Set down the full data below exactly as given, please.

Source material:

-------

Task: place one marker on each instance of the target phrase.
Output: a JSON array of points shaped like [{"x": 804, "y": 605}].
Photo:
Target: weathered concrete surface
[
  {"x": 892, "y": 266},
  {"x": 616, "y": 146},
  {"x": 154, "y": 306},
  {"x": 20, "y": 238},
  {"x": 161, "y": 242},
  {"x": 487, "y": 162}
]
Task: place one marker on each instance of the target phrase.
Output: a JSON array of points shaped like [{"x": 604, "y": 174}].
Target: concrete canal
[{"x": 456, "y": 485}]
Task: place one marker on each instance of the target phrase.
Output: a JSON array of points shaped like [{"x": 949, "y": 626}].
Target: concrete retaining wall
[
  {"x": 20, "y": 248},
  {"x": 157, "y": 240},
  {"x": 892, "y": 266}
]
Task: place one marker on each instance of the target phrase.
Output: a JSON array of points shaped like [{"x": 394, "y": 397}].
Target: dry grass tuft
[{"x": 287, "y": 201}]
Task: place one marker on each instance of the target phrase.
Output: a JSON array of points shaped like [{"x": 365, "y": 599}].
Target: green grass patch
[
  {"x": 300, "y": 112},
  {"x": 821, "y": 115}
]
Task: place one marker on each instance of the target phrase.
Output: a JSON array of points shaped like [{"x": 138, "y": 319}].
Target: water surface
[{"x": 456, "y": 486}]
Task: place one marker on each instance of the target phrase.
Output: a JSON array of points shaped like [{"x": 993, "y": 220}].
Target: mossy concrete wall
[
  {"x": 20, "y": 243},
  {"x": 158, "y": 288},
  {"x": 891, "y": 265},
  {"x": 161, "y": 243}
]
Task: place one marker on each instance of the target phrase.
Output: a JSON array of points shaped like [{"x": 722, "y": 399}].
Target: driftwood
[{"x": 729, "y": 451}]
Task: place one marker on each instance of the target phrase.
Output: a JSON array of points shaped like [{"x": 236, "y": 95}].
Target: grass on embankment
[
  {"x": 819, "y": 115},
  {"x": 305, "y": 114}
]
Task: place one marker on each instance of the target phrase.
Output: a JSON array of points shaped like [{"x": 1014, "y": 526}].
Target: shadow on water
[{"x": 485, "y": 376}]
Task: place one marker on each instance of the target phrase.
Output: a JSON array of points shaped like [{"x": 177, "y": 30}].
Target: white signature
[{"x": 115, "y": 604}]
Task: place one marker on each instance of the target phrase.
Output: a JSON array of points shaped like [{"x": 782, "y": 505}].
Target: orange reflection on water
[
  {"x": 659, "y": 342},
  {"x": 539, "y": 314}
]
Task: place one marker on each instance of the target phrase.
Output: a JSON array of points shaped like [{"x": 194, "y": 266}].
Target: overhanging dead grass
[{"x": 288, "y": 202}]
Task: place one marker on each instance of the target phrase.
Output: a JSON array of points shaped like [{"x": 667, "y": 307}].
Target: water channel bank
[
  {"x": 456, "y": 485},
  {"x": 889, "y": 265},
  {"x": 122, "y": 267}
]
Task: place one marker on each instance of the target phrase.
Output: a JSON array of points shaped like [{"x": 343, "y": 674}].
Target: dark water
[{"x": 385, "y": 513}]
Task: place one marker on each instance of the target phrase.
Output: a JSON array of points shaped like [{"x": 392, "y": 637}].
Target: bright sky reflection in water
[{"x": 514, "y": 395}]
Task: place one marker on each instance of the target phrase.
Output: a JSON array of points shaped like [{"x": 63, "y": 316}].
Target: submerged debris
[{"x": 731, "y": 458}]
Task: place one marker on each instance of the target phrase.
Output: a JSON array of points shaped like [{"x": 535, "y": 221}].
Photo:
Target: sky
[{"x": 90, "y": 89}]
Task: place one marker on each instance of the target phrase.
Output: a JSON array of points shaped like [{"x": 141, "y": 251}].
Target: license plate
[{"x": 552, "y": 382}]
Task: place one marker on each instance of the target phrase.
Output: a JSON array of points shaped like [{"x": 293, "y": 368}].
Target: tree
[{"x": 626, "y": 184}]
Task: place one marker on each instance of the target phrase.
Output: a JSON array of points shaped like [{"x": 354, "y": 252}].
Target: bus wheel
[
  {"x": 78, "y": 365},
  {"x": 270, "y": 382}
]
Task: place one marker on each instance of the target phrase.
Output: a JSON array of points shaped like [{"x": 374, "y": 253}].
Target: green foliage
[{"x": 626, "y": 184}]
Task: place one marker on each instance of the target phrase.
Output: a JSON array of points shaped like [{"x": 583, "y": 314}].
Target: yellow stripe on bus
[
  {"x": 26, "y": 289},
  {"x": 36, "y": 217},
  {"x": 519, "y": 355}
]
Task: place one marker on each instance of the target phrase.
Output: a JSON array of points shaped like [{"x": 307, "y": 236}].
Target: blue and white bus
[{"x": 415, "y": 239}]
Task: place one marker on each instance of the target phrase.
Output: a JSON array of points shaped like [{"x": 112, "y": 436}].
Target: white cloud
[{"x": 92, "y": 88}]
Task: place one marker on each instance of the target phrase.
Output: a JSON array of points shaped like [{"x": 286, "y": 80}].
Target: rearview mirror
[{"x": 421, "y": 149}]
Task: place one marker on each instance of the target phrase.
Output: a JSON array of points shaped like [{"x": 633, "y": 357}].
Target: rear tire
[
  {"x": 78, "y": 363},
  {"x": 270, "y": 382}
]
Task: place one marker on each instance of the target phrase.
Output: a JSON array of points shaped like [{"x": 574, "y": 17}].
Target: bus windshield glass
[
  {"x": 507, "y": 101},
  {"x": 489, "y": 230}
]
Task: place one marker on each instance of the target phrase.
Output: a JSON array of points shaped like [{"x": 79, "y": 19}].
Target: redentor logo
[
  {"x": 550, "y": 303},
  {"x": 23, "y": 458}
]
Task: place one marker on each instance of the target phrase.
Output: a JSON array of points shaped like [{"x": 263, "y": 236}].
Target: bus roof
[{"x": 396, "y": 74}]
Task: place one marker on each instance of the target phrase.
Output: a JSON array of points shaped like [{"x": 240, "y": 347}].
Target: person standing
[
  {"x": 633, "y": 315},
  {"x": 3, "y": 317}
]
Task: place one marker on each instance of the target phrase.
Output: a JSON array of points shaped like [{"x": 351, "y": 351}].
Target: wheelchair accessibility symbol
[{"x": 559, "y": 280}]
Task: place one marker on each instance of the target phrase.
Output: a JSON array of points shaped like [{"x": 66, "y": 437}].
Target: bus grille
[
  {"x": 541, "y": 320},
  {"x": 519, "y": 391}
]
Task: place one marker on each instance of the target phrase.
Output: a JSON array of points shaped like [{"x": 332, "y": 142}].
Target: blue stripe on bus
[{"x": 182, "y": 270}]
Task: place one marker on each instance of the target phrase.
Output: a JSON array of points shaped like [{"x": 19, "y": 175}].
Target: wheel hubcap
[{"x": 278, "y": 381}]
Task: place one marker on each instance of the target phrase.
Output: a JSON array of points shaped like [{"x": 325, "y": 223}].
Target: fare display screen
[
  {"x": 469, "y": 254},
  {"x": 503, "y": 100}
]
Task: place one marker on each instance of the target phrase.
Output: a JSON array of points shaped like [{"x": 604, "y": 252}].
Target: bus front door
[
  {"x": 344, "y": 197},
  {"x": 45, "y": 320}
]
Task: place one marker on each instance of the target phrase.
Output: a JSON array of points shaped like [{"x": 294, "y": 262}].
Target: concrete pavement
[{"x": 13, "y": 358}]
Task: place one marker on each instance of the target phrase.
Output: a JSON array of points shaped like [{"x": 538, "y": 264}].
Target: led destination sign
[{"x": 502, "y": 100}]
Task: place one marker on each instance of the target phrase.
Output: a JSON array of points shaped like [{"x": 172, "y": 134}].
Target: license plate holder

-------

Solution:
Task: place one marker on each instance of the target phrase.
Output: a JSON array of points shaped like [{"x": 804, "y": 605}].
Photo:
Target: weathered concrete surface
[
  {"x": 892, "y": 266},
  {"x": 616, "y": 146},
  {"x": 154, "y": 306},
  {"x": 20, "y": 238},
  {"x": 161, "y": 242},
  {"x": 487, "y": 162}
]
Task: place one marker on each instance of the target phrase.
Output: a JSON array of points shaped like [{"x": 604, "y": 174}].
Target: concrete canal
[{"x": 456, "y": 485}]
Task: place one marker on each instance of the target phrase.
Output: a JSON array of points shaped like [{"x": 949, "y": 626}].
Target: concrete retaining wall
[
  {"x": 20, "y": 248},
  {"x": 157, "y": 240},
  {"x": 892, "y": 266}
]
Task: place one marker on each instance of the target phrase.
Output: a JSON array of points shaped like [{"x": 394, "y": 397}].
Target: dry grass tuft
[{"x": 287, "y": 201}]
Task: place one marker on each instance of the target phrase.
Output: a JSON array of points shaped like [{"x": 365, "y": 599}].
Target: green grass patch
[
  {"x": 300, "y": 112},
  {"x": 821, "y": 115}
]
Task: place one marker on each instance of the target phrase.
Output: a JSON array of points shaped like [{"x": 138, "y": 319}].
Target: water surface
[{"x": 456, "y": 486}]
Task: place one marker on each instance of the target phrase.
Output: a JSON array of points shaped like [{"x": 993, "y": 220}].
Target: mossy concrete wall
[
  {"x": 20, "y": 243},
  {"x": 158, "y": 288},
  {"x": 891, "y": 265},
  {"x": 161, "y": 243}
]
Task: place one marker on each instance of the target phrase.
Output: a JSON array of points shaped like [{"x": 722, "y": 399}].
Target: driftwood
[{"x": 729, "y": 451}]
Task: place one marker on each instance of the target phrase.
Output: a JSON array of points shaped like [{"x": 236, "y": 95}].
Target: grass on embankment
[
  {"x": 819, "y": 115},
  {"x": 305, "y": 114}
]
Task: place one marker on each instance of the target phrase.
Output: a JSON array of points shaped like [{"x": 1014, "y": 526}].
Target: shadow on water
[{"x": 485, "y": 376}]
Task: place one marker on each instance of the target phrase.
Output: a JSON array of points shaped like [{"x": 177, "y": 30}].
Target: white signature
[{"x": 115, "y": 604}]
Task: place one marker on each instance of the target phrase.
Output: a JSON array of points shaped like [{"x": 782, "y": 505}].
Target: orange reflection on water
[
  {"x": 659, "y": 342},
  {"x": 539, "y": 314}
]
Task: place one marker on each instance of the target phrase.
Output: a JSON array of points shaped like [{"x": 194, "y": 266}].
Target: overhanging dead grass
[{"x": 288, "y": 202}]
Task: place one marker on each instance of the target phrase.
Output: a JSON array of points shaped like [{"x": 667, "y": 307}].
Target: water channel bank
[
  {"x": 456, "y": 485},
  {"x": 889, "y": 265},
  {"x": 122, "y": 267}
]
Task: place one marker on each instance of the target phrase.
Output: a JSON array of points shaped like [{"x": 343, "y": 674}].
Target: dark water
[{"x": 385, "y": 513}]
Task: place one marker on each instance of the target phrase.
Output: a JSON array of points shaped like [{"x": 392, "y": 637}].
Target: bright sky reflection in water
[{"x": 514, "y": 395}]
Task: place one marker on each instance of the target phrase.
Output: a JSON array of points shaped like [{"x": 63, "y": 316}].
Target: submerged debris
[{"x": 731, "y": 458}]
Task: place one marker on each instance of the target phrase.
Output: a JSON array of points shaped like [{"x": 535, "y": 221}].
Photo:
Target: sky
[{"x": 90, "y": 89}]
Task: place one marker on each instance of the target phrase.
Output: a JSON array of points shaped like [{"x": 141, "y": 251}].
Target: license plate
[{"x": 552, "y": 382}]
Task: place one marker on each instance of the target phrase.
Output: a JSON array of points shaped like [{"x": 293, "y": 368}].
Target: tree
[{"x": 626, "y": 184}]
Task: place one marker on each instance of the target phrase.
Output: a JSON array of points shaped like [{"x": 354, "y": 252}].
Target: bus wheel
[
  {"x": 78, "y": 365},
  {"x": 270, "y": 382}
]
Task: place one marker on each instance of the target phrase.
Output: a JSON array of points shaped like [{"x": 374, "y": 253}].
Target: green foliage
[{"x": 626, "y": 184}]
Task: place one marker on each instance of the target phrase.
Output: a JSON array of points shaped like [{"x": 583, "y": 314}].
Target: yellow stripe on bus
[
  {"x": 26, "y": 289},
  {"x": 36, "y": 217},
  {"x": 519, "y": 355}
]
Task: place one marker on each instance of the target phrase.
Output: a JSON array of points shaped like [{"x": 307, "y": 236}].
Target: blue and white bus
[{"x": 415, "y": 239}]
Task: place one marker on each instance of the target phrase.
Output: a JSON array of points shaped like [{"x": 112, "y": 436}].
Target: white cloud
[{"x": 92, "y": 88}]
Task: place one marker on each instance of the target phrase.
Output: a JSON array of points shaped like [{"x": 286, "y": 80}].
Target: rearview mirror
[{"x": 421, "y": 149}]
Task: place one marker on each instance of the target phrase.
Output: a JSON array of points shaped like [{"x": 633, "y": 357}].
Target: rear tire
[
  {"x": 78, "y": 363},
  {"x": 270, "y": 382}
]
Task: place one marker on each instance of the target phrase.
Output: a JSON array of points shaped like [{"x": 574, "y": 17}].
Target: bus windshield glass
[
  {"x": 507, "y": 101},
  {"x": 489, "y": 230}
]
Task: place one marker on each instance of the target phrase.
Output: a JSON array of points shaped like [{"x": 79, "y": 19}].
Target: redentor logo
[
  {"x": 550, "y": 303},
  {"x": 23, "y": 458}
]
Task: place one marker on each instance of the target phrase.
Output: a JSON array of points shaped like [{"x": 263, "y": 236}].
Target: bus roof
[{"x": 396, "y": 74}]
Task: place one marker on each instance of the target phrase.
Output: a JSON array of points shaped like [{"x": 240, "y": 347}].
Target: person standing
[
  {"x": 633, "y": 315},
  {"x": 3, "y": 317}
]
Task: place one marker on each instance of the target phrase.
Output: a JSON array of points shaped like [{"x": 351, "y": 351}].
Target: wheelchair accessibility symbol
[{"x": 559, "y": 280}]
Task: place one marker on each instance of the target phrase.
Output: a JSON array of points shaped like [{"x": 66, "y": 437}].
Target: bus grille
[
  {"x": 541, "y": 320},
  {"x": 519, "y": 391}
]
Task: place one marker on each instance of the target phrase.
Output: a JSON array of points shaped like [{"x": 332, "y": 142}].
Target: blue stripe on bus
[{"x": 182, "y": 270}]
Task: place one marker on each instance of the target phrase.
Output: a JSON array of points shaped like [{"x": 19, "y": 175}].
Target: wheel hubcap
[{"x": 278, "y": 381}]
Task: place one marker on each instance of the target phrase.
Output: a JSON array of points shaped like [{"x": 325, "y": 223}].
Target: fare display screen
[
  {"x": 469, "y": 254},
  {"x": 503, "y": 100}
]
Task: place one marker on each instance of the target phrase.
Output: a JSON array of points shaped like [{"x": 604, "y": 252}].
Target: bus front door
[
  {"x": 344, "y": 197},
  {"x": 45, "y": 320}
]
Task: place one marker on each instance of the target phrase.
Output: a JSON array of points shaped like [{"x": 294, "y": 262}].
Target: concrete pavement
[{"x": 13, "y": 358}]
Task: place one marker on each instance of the target phrase.
Output: a JSON array of points shaped like [{"x": 538, "y": 264}].
Target: led destination sign
[{"x": 502, "y": 100}]
Task: place one marker on each instance of the target phrase.
Output: a JSON array of points shaped like [{"x": 172, "y": 134}].
Target: license plate holder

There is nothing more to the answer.